**WHAT YOU HAVE TO DO**
Reproduce word for word the lines of the material below, starting at the line containing "the chin, the" and ending at the line containing "[[587, 147], [440, 101]]", both included.

* begin SOURCE RECORDS *

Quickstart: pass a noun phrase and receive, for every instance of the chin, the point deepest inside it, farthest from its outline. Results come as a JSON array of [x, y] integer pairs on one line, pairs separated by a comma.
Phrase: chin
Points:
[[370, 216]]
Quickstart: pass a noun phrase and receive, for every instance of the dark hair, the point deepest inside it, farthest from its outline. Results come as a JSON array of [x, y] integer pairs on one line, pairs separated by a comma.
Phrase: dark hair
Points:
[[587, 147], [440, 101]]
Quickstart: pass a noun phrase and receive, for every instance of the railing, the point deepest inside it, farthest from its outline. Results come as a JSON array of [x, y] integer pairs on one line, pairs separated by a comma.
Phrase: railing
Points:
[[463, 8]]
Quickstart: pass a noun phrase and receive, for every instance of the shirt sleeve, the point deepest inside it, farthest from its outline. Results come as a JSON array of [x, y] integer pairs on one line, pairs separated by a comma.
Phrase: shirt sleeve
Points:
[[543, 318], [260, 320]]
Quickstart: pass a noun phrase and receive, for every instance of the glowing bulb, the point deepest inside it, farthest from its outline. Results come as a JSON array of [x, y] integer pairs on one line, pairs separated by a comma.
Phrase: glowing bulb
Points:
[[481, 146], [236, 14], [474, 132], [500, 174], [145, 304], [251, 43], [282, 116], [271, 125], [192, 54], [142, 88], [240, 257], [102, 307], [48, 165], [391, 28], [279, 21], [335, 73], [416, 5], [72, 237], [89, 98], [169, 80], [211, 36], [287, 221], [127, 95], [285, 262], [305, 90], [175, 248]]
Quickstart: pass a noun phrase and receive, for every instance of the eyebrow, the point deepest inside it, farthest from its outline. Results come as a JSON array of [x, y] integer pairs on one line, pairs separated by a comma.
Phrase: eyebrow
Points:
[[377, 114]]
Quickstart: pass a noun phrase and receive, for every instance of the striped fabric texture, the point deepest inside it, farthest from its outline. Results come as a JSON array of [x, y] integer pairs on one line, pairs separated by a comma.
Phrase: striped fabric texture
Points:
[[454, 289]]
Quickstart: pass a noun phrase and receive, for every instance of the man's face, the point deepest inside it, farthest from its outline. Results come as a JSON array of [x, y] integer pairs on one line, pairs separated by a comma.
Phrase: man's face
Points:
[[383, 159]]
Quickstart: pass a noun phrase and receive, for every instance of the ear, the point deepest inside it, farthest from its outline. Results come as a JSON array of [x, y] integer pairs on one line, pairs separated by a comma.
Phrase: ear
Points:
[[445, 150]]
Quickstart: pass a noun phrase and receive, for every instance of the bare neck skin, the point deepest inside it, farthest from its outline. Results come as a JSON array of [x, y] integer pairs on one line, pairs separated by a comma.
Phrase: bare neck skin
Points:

* end SOURCE RECORDS *
* begin SOURCE RECORDS *

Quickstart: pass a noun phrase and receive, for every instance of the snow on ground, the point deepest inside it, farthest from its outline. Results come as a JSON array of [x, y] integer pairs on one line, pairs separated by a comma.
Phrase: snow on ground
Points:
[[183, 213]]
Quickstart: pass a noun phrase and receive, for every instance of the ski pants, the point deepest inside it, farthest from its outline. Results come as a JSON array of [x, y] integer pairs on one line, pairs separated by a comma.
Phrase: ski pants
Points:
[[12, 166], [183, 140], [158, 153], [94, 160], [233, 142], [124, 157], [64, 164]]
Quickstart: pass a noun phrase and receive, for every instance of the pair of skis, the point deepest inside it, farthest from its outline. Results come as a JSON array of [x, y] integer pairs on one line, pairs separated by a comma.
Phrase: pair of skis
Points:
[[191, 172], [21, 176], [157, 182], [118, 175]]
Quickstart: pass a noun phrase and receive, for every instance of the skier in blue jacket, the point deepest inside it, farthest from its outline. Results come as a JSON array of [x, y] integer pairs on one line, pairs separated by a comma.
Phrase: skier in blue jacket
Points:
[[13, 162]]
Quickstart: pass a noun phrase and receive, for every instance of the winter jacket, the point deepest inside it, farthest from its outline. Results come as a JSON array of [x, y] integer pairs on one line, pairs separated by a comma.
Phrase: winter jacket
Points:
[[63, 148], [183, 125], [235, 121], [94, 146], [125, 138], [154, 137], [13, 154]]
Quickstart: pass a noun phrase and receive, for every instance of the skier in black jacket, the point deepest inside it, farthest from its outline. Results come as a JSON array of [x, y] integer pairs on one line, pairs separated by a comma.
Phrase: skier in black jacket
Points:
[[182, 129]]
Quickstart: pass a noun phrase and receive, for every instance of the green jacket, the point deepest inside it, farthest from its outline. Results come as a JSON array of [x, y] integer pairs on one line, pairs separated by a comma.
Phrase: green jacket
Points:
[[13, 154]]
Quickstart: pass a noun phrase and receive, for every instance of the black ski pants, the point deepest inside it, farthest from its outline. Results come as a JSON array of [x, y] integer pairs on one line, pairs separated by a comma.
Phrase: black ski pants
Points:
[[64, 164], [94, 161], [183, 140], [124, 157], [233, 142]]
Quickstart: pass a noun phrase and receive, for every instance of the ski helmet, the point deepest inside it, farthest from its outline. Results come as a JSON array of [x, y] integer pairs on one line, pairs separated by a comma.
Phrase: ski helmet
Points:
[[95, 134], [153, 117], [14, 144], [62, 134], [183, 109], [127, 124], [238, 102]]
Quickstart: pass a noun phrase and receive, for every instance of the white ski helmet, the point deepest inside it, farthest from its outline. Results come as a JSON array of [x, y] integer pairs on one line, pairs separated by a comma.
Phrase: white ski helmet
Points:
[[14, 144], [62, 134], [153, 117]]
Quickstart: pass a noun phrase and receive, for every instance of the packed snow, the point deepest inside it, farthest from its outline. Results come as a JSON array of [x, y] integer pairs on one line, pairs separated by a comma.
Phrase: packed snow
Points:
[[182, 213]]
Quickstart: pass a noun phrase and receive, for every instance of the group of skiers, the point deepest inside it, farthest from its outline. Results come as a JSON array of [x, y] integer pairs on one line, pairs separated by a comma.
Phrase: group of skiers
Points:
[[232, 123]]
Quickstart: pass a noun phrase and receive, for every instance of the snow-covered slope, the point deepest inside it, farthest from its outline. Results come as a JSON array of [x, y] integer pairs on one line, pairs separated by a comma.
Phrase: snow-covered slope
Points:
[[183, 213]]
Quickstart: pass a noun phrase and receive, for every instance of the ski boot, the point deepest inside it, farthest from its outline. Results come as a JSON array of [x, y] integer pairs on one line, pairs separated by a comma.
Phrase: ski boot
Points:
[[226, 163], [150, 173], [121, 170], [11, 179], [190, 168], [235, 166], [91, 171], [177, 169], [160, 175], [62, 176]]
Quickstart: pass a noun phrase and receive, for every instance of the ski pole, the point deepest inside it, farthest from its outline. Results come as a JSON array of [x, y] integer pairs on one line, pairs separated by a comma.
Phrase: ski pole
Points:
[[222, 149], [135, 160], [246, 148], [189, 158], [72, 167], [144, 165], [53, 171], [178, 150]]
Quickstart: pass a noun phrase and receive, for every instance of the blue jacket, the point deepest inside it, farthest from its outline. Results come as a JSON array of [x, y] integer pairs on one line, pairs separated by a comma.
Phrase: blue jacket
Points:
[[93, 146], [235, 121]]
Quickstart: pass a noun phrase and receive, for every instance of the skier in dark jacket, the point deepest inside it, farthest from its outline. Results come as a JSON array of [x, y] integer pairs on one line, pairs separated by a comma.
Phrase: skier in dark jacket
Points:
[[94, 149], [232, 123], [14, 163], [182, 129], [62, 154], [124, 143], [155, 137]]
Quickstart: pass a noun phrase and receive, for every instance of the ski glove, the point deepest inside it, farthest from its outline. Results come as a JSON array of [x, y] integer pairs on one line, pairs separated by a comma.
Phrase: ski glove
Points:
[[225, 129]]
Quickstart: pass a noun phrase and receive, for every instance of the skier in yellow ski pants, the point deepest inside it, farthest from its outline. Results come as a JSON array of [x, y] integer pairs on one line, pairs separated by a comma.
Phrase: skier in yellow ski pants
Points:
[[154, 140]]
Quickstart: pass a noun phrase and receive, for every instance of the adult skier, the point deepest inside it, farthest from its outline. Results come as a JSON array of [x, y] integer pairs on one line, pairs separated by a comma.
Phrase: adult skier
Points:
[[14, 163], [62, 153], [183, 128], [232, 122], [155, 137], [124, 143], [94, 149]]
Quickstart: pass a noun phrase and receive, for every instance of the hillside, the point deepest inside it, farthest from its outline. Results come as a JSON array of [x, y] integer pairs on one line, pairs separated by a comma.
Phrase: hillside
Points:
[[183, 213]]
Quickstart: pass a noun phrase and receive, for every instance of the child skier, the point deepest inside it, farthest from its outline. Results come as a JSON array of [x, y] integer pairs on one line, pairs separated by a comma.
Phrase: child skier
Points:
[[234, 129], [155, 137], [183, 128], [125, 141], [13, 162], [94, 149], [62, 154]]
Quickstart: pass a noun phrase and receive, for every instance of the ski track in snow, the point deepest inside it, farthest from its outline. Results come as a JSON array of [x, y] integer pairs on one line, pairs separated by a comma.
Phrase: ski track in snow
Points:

* end SOURCE RECORDS *
* begin SOURCE RECORDS *

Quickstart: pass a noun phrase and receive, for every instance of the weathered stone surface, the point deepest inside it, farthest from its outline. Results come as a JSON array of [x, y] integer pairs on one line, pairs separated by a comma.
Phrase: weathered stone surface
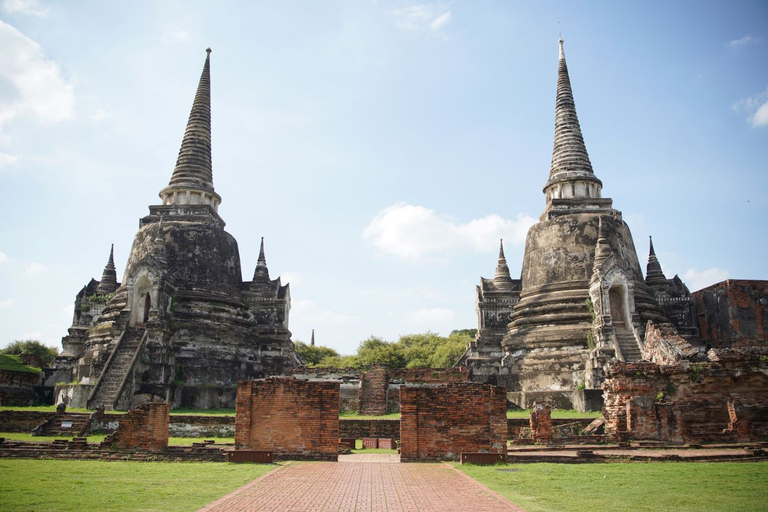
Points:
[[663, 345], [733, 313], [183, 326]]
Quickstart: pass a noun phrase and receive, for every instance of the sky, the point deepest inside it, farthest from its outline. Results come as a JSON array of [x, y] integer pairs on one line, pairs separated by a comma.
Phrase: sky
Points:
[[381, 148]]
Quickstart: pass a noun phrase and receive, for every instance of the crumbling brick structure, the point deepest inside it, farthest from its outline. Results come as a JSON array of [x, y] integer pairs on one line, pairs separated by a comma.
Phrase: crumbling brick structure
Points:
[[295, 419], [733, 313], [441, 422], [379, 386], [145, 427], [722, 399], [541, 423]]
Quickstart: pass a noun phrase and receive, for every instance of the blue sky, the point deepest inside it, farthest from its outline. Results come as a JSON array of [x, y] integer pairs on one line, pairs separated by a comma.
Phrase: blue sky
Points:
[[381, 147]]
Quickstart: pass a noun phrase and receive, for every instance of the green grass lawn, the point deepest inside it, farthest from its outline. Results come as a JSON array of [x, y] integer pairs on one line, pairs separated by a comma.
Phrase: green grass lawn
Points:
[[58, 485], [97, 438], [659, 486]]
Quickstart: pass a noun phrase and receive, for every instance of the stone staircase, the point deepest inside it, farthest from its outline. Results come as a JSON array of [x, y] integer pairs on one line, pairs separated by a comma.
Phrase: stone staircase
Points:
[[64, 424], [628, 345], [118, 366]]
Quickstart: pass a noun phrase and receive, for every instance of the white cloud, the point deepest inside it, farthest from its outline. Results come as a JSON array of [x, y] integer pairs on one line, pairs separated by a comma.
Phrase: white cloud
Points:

* end SOURCE RECORDS *

**WRITTEN SOLUTION**
Quickstart: pass a noun phrase and receive, for every instance of the chin, the point deepest inside it, farthest from its outline. Results come as a JSON array of [x, y] integer pairs on one line, pairs separated by a comma.
Phrase: chin
Points:
[[370, 216]]
Quickstart: pass a noun phrase and receive, for every instance of the dark hair, the point deepest inside it, farthest from its outline. Results come as a JSON array of [x, y] integer pairs on one line, pairs separated by a comma.
Phrase: dark hair
Points:
[[587, 147], [440, 101]]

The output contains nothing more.